* _Task to complete_
Copy the data below verbatim, leaving no line out.
************
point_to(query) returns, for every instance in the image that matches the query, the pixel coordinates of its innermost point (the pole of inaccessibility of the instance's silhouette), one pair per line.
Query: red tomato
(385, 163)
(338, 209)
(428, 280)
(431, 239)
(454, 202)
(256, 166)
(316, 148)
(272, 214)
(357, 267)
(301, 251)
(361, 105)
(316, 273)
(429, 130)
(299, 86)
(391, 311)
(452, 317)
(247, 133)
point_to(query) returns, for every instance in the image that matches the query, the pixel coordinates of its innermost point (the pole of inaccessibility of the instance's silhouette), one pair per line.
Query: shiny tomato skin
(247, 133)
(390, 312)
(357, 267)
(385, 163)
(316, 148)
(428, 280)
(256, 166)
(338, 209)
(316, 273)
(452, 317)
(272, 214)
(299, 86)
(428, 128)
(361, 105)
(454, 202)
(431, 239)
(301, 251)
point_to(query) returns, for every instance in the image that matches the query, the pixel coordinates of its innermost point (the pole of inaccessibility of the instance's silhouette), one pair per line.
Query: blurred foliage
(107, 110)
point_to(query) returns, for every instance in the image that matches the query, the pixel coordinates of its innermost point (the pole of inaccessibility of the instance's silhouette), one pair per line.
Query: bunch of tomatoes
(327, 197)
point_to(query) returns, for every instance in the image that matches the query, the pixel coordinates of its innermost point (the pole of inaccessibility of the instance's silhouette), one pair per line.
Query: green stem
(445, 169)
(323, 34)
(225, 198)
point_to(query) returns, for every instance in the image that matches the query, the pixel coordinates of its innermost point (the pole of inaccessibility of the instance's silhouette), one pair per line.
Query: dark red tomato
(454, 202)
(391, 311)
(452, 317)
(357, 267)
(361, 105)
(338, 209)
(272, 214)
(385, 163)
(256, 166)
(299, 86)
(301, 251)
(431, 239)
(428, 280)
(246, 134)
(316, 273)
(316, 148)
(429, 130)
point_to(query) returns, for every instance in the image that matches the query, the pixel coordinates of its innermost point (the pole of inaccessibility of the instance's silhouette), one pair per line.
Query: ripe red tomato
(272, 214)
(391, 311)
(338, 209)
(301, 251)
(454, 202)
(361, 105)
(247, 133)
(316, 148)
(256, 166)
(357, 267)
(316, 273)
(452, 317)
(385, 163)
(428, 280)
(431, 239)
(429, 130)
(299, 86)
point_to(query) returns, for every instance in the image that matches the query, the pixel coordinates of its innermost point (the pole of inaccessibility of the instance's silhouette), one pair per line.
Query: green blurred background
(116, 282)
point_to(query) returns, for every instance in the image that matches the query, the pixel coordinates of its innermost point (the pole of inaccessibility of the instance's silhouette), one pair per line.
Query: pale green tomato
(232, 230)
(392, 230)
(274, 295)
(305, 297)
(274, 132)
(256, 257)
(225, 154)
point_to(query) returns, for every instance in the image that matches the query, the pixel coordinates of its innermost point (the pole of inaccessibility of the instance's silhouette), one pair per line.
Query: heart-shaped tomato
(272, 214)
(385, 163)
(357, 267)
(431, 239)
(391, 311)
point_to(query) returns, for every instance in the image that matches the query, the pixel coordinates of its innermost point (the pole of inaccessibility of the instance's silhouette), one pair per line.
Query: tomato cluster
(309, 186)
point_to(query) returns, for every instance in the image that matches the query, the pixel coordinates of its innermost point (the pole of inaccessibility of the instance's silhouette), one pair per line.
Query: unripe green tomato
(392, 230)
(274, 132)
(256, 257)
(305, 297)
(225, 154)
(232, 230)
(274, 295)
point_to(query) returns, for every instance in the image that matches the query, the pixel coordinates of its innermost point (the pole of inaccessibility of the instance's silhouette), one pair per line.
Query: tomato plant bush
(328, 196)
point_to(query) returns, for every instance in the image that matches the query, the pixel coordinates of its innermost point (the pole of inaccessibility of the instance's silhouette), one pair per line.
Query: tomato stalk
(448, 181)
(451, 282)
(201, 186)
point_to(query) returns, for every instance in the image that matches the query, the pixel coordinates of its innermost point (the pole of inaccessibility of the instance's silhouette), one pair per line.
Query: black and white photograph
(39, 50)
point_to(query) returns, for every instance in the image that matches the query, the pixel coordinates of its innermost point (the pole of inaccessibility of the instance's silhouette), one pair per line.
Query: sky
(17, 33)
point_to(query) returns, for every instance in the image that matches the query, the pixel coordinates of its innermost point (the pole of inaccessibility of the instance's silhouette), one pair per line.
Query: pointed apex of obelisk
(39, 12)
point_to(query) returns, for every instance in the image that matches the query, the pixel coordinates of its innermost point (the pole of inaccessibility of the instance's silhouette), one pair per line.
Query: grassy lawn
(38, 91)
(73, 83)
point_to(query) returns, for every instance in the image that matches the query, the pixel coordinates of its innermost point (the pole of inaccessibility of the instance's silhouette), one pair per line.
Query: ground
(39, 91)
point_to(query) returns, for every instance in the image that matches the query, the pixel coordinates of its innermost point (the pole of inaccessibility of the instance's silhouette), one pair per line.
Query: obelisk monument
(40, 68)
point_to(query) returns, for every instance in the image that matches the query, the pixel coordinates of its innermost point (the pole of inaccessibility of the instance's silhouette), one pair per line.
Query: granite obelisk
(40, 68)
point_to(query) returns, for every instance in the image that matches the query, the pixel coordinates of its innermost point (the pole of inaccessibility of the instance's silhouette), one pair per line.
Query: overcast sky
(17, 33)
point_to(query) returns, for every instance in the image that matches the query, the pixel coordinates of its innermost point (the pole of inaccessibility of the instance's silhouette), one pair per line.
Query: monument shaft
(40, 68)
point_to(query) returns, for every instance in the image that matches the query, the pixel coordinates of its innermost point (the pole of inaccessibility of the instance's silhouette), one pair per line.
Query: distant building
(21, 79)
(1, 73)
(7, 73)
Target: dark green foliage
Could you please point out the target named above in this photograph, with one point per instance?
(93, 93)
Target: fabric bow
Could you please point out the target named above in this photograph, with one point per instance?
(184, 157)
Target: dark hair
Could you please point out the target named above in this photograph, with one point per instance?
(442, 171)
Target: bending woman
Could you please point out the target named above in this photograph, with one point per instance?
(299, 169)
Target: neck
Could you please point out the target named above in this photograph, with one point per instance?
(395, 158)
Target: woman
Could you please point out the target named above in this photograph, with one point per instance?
************
* _Your response_
point_to(query) returns, for every instance in the image that matches the query, the pixel coordinates of its innermost point (the pole of inaccessibility of the instance's silhouette), one pair per line.
Query: red tomato
(385, 163)
(338, 209)
(428, 280)
(431, 239)
(454, 202)
(256, 166)
(316, 148)
(272, 214)
(357, 267)
(301, 251)
(361, 105)
(316, 273)
(429, 130)
(299, 86)
(391, 311)
(452, 317)
(247, 133)
point_to(query) returns, for every instance in the image that matches the query, the pixel coordinates of its innermost point (the pole of inaccessibility of the instance's silhouette), one pair per line.
Query: shiny tomato skin
(247, 133)
(390, 312)
(357, 267)
(385, 163)
(316, 148)
(428, 280)
(256, 166)
(338, 209)
(316, 273)
(452, 317)
(272, 214)
(299, 86)
(428, 128)
(361, 105)
(454, 202)
(431, 239)
(301, 251)
point_to(query) returns, for every instance in the image that matches the query, the pixel coordinates of its innermost point (the pole of inaccessibility of the instance's silhouette), one pair per line.
Query: blurred foliage
(107, 110)
point_to(query) returns, for every instance in the image that matches the query, the pixel coordinates of its innermost point (the pole of inaccessibility of the instance's silhouette), one pair per line.
Query: bunch of tomatoes
(327, 197)
point_to(query) returns, for every instance in the image that matches the query, the pixel coordinates of its innermost point (the pole of inaccessibility of the instance's silhouette), one pair per line.
Query: green stem
(445, 169)
(323, 34)
(225, 198)
point_to(query) returns, for every instance in the image that matches the query, the pixel coordinates of its innermost point (the pole of inaccessibility of the instance's silhouette), one pair per line.
Query: dark red tomato
(454, 202)
(391, 311)
(452, 317)
(357, 267)
(361, 105)
(338, 209)
(272, 214)
(385, 163)
(256, 166)
(299, 86)
(301, 251)
(431, 239)
(428, 280)
(246, 134)
(316, 273)
(316, 148)
(429, 130)
point_to(query) returns, for every instance in the image that matches the query, the pixel coordinates of its innermost point (the pole of inaccessibility of the instance's silhouette), one pair per line.
Query: ripe red tomato
(272, 214)
(391, 311)
(338, 209)
(301, 251)
(454, 202)
(361, 105)
(247, 133)
(316, 148)
(256, 166)
(357, 267)
(316, 273)
(452, 317)
(385, 163)
(428, 280)
(431, 239)
(429, 130)
(299, 86)
point_to(query) returns, for every instance in the image that matches the query, the pixel coordinates of its innermost point (the pole of inaccessibility of the instance's silhouette), one pair per line.
Query: green blurred background
(116, 282)
point_to(query) returns, for every instance in the image that matches the query, the pixel coordinates of its innermost point (the pole of inaccessibility of the instance's silhouette), one pair per line.
Query: pale green tomato
(232, 230)
(392, 230)
(274, 295)
(305, 297)
(274, 132)
(256, 257)
(225, 154)
point_to(query) returns, for every instance in the image that matches the query, the pixel coordinates of its innermost point (the pole of inaccessibility of the instance's silhouette), one pair per line.
Query: heart-shaped tomato
(272, 214)
(385, 163)
(357, 267)
(431, 239)
(391, 311)
point_to(query) returns, for every instance in the image that matches the query, the pixel coordinates of its innermost point (the pole of inaccessibility of the instance's silhouette), one pair per line.
Query: tomato cluster
(309, 186)
point_to(query) returns, for every instance in the image that matches the query, the pixel coordinates of its innermost point (the pole of inaccessibility of the instance's silhouette), one pair per line.
Query: unripe green tomato
(392, 230)
(274, 132)
(256, 257)
(305, 297)
(225, 154)
(232, 230)
(274, 295)
point_to(query) returns, for every instance in the image that matches the query, the pixel coordinates of its innermost point (the pole of inaccessibility of the instance's silhouette), one pair per line.
Query: tomato plant bush
(328, 196)
point_to(query) returns, for every instance in the image that matches the query, the pixel coordinates of its innermost point (the pole of inaccessibility of the instance's silhouette), one pair per line.
Query: tomato stalk
(448, 181)
(451, 282)
(201, 186)
point_to(query) returns, for every instance in the image that matches the query, the pixel coordinates of its innermost point (the pole of inaccessibility of the instance's silhouette), one pair per line.
Query: black and white photograph
(39, 50)
point_to(query) returns, for every instance in the image that matches the query, the pixel coordinates of its innermost point (the pole of inaccessibility of the instance's silhouette), one pair per line.
Query: sky
(17, 33)
point_to(query) returns, for every instance in the image that matches the query, the pixel coordinates of its innermost point (the pole of inaccessibility of the instance's silhouette), one pair per line.
Query: pointed apex of obelisk
(39, 12)
point_to(query) returns, for every instance in the image that matches the query, the pixel coordinates of its innermost point (the pole of inaccessibility of the instance's silhouette), one pair per line.
Query: grassy lawn
(38, 91)
(73, 83)
point_to(query) returns, for every instance in the image that matches the query, the pixel coordinates of its innermost point (the pole of inaccessibility of the instance's silhouette), one pair per line.
Query: ground
(39, 91)
point_to(query) returns, for every instance in the image that matches the query, the pixel coordinates of its innermost point (the pole of inaccessibility of the instance's silhouette), one pair per line.
Query: obelisk monument
(40, 68)
point_to(query) returns, for every instance in the image that matches the query, the pixel coordinates of its innermost point (the pole of inaccessibility of the instance's silhouette), one pair per line.
Query: granite obelisk
(40, 68)
point_to(query) returns, for every instance in the image that matches the query, the pixel coordinates of its innermost point (the pole of inaccessibility of the instance's silhouette), one pair per line.
Query: overcast sky
(17, 33)
point_to(query) returns, for every instance in the image that matches the query, the pixel coordinates of its innermost point (the pole of inaccessibility of the instance's silhouette), one pair per line.
Query: monument shaft
(40, 68)
point_to(query) returns, for every instance in the image that matches the query, the pixel coordinates of its innermost point (the pole of inaccessibility of the instance's silhouette), one pair per line.
Query: distant building
(21, 79)
(1, 73)
(7, 73)
Target: dark green foliage
Could you please point out the target named above in this photograph, with one point per instance?
(93, 93)
Target: fabric bow
Could you please point out the target named above in this photograph, with one point per instance?
(184, 157)
Target: dark hair
Could you please point out the target named above in this photograph, with one point per instance?
(442, 171)
Target: bending woman
Could you please point out the target named above in this photograph, with one point per instance?
(299, 169)
Target: neck
Could you please point out the target named above in this photograph, with one point per instance?
(395, 158)
Target: woman
Could you please point out the target named above in this photograph, with one point per instance?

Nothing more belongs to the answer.